* _Supplied passage_
%%
I am wondering which one of the following is right :

Do you know anyone/someone who/that can help me.

I have already looked at some translator but it looks like both are right..but I guess that there is one that is more usual.

  • 2
    Short answer: "who" is preferable to "that" (since you are speaking of a person), and either "someone" or "anyone" is acceptable. Commented Aug 10, 2016 at 14:27
  • Thank you, it wasn't necessary to make a long answer anyway, yours is what I expected :) Commented Aug 10, 2016 at 14:38
  • "Anyone" and "someone" are usually (but not always) interchangeable in interrogatives with little change in meaning - in your example, they are. "Who vs that" is totally irrelevant to meaning in relative clauses. With human head nouns it's a free choice between wh- relatives and that- relatives: someone who can help me and someone that can help me show no semantic or syntactic differences.
    – BillJ
    Commented Aug 10, 2016 at 19:05

1 Answer 1


Someone and anyone mean different things. So which one is right depends on what you want to say. That is quite common in everyday English when speaking about a person, especially in spoken English. In formal English and in written English, who might be preferred.

Someone refers to a specific but unidentified person:

There's someone at the door.

You also say someone when you think there might be a person in existence who fits the definition of who you are referring to. This person is still specific but unidentified:

Do you know someone who can help me?
%%
* _Given data_
%%
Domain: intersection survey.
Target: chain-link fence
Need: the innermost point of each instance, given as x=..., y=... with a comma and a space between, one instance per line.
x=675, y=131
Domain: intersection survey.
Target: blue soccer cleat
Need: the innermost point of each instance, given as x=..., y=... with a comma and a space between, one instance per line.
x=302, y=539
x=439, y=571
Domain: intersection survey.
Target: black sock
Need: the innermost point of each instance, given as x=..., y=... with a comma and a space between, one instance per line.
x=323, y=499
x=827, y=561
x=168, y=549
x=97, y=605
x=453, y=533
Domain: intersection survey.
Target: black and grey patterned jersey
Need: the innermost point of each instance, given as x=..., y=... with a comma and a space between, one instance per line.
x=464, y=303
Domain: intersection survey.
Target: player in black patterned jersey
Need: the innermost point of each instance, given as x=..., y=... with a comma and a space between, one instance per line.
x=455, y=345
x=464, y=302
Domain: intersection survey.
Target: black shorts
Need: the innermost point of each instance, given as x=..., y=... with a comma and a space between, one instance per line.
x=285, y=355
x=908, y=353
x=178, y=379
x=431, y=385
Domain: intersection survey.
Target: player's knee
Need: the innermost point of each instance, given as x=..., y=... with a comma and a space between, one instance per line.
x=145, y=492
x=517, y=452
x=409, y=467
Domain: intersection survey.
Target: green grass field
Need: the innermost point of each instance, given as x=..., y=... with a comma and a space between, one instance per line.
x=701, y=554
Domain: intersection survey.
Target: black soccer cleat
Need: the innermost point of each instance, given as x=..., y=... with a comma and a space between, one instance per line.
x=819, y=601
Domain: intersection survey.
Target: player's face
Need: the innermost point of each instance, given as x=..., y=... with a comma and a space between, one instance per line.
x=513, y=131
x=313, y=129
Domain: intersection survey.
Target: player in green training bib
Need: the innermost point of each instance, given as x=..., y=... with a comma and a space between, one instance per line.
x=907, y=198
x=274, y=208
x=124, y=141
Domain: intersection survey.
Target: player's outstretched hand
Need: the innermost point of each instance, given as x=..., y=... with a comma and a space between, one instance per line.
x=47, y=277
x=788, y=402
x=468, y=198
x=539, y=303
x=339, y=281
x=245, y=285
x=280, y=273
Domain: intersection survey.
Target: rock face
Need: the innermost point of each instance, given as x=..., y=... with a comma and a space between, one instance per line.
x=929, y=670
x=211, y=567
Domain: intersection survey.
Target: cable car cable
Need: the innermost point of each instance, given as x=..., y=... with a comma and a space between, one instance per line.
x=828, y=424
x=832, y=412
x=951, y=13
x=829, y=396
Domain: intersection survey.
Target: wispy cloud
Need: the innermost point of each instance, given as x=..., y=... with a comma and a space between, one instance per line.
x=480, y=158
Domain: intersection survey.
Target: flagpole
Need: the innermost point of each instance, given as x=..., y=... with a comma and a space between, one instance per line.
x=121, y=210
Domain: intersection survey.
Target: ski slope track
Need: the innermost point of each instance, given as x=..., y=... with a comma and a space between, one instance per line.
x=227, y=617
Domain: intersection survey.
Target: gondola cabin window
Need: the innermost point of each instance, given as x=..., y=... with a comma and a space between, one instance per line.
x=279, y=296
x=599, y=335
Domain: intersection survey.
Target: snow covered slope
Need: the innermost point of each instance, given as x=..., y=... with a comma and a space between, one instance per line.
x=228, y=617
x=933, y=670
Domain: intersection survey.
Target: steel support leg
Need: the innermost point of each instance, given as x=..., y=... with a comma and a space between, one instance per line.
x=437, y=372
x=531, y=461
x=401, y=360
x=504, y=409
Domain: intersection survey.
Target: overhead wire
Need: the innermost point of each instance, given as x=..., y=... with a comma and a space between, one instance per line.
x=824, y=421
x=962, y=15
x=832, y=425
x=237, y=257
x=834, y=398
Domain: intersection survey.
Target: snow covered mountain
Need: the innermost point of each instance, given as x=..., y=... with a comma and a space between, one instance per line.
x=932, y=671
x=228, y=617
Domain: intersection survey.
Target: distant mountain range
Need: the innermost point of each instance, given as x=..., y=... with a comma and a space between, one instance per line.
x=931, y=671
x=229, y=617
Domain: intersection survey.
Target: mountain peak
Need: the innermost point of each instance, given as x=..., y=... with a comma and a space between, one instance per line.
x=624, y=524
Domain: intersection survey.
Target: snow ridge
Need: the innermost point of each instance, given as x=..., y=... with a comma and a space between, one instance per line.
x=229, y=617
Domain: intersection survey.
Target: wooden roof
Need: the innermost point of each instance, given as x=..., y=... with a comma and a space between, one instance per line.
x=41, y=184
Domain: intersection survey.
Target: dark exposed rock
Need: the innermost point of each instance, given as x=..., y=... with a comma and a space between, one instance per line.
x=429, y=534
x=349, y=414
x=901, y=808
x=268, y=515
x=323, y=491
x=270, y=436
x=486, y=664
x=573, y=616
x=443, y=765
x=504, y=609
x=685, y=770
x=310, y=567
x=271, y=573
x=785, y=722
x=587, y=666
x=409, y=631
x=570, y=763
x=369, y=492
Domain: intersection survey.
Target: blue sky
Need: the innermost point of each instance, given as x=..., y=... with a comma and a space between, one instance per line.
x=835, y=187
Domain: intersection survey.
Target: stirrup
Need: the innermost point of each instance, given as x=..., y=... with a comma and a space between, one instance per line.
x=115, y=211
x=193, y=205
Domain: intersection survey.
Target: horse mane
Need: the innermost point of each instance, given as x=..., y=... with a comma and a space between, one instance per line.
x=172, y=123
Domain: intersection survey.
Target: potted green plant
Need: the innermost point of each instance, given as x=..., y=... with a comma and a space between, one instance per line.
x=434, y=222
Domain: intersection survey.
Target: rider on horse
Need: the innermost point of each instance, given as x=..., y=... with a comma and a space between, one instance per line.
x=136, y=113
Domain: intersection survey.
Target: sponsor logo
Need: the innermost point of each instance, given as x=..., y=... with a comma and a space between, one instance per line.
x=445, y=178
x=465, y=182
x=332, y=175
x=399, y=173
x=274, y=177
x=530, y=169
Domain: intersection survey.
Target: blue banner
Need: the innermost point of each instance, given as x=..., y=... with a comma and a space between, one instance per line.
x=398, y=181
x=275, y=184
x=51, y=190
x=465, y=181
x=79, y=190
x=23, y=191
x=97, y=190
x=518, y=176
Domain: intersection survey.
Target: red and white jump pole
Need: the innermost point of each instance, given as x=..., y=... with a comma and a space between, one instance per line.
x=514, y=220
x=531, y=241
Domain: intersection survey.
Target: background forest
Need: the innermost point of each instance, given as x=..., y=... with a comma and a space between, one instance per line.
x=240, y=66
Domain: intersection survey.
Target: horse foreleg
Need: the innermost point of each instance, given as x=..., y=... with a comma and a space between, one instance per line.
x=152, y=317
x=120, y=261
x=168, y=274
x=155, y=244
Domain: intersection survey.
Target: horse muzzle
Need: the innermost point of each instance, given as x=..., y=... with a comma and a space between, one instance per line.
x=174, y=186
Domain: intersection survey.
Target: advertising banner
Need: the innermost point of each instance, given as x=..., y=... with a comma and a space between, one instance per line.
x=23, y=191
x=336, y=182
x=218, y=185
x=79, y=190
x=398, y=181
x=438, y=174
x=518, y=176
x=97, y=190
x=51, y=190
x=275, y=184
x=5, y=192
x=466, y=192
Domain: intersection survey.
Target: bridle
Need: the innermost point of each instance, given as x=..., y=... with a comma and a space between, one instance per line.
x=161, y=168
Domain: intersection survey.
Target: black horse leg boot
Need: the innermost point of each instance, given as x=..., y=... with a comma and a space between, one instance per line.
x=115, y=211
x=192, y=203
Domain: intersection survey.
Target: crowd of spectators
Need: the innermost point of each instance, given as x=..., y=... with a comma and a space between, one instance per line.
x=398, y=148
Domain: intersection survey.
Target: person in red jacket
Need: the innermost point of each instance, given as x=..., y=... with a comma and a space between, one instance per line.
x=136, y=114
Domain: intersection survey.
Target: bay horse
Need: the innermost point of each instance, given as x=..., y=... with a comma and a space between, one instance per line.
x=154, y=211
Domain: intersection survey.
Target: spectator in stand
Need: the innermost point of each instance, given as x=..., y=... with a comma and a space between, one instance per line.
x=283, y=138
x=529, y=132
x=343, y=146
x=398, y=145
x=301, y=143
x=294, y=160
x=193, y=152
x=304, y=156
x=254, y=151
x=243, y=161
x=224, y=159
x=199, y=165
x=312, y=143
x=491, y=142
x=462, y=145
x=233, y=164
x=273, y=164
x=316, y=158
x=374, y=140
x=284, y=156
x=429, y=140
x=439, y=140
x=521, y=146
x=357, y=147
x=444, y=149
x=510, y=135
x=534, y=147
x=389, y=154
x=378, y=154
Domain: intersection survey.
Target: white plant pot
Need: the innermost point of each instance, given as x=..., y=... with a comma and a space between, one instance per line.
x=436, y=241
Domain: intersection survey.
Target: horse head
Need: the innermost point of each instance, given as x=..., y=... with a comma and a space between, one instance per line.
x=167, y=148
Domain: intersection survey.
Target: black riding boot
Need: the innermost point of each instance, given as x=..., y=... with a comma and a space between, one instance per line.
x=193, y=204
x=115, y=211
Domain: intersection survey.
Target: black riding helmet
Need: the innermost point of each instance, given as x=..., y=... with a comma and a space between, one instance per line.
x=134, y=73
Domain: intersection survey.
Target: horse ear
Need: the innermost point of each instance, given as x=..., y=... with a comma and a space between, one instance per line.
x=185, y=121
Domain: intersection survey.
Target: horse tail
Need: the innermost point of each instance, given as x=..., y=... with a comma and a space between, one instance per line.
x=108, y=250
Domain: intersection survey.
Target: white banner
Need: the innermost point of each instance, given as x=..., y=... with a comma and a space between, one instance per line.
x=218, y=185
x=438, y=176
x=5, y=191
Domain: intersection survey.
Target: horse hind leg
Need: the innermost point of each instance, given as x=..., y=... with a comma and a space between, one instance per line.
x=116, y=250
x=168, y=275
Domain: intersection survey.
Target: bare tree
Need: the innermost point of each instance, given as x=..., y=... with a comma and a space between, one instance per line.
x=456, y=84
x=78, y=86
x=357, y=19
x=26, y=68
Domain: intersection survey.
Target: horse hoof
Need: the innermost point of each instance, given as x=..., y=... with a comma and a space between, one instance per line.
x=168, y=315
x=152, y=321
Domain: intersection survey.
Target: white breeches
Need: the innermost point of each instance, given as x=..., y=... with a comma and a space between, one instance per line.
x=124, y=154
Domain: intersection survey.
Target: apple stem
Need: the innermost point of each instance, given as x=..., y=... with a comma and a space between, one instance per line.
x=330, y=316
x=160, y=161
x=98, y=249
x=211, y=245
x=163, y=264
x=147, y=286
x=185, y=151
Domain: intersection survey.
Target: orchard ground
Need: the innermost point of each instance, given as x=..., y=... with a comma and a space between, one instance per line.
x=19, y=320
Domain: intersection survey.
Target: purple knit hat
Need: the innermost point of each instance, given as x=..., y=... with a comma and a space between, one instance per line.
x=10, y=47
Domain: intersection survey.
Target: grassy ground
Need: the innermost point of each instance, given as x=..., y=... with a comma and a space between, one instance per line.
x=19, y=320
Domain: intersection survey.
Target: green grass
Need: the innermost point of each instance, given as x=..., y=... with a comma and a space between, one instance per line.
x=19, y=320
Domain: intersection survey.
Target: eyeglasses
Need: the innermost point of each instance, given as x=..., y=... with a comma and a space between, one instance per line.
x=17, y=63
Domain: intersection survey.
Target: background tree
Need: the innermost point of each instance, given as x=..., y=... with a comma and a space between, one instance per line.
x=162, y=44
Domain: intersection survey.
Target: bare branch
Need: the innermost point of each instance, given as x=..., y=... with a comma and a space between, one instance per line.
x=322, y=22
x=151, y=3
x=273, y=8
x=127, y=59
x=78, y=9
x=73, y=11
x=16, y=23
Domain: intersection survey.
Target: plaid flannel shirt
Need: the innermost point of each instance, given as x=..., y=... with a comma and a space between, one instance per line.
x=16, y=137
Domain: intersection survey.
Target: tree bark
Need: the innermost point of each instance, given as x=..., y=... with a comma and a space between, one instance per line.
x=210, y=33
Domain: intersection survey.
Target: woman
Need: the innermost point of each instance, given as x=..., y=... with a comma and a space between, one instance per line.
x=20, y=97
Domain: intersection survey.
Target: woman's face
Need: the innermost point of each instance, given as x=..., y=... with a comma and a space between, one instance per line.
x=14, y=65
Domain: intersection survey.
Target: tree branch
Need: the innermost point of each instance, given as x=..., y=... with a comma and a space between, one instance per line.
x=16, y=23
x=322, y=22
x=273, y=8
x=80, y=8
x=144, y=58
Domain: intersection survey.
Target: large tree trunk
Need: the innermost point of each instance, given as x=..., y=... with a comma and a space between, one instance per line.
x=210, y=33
%%
* _To be done_
(1) Answer these questions from the discussion of "someone" versus "anyone":
(a) According to the short-answer comment, which is preferable, "who" or "that", and for what reason?
(b) In which kinds of English does the answer say "who" might be preferred?
(c) What kind of person does the answer say "someone" refers to?
(2) Pick up the discussion of "someone" versus "anyone" after its final sentence and carry it on.

* _Expected responses_
(1)
(a) "Who" is preferable, since you are speaking of a person.
(b) Formal English and written English.
(c) A specific but unidentified person.

(2)
You think there is a possibility that a person exists who can help you, but you're not sure who they are.

If you have doubts that any person fits this description, that no such person might actually exist who can help you, you use anyone:

Do you know anyone who can help me?

You would not say

?There's anyone at the door.

because if you think there is a person at the door, even an identified person, you would use someone.

If you hear a noise in another room and you not sure it was a person who made the noise, you can ask

Is anyone there?

Perhaps it's a person, perhaps it's an inanimate object.

But if you think a person made the noise , you would say

Is someone there?

Here, again, you think there's a person present, but you have not identified who it is.

And my use of who in this answer illustrates my preference to use who in written English, although I know I use that in everyday spoken English, as do many native speakers.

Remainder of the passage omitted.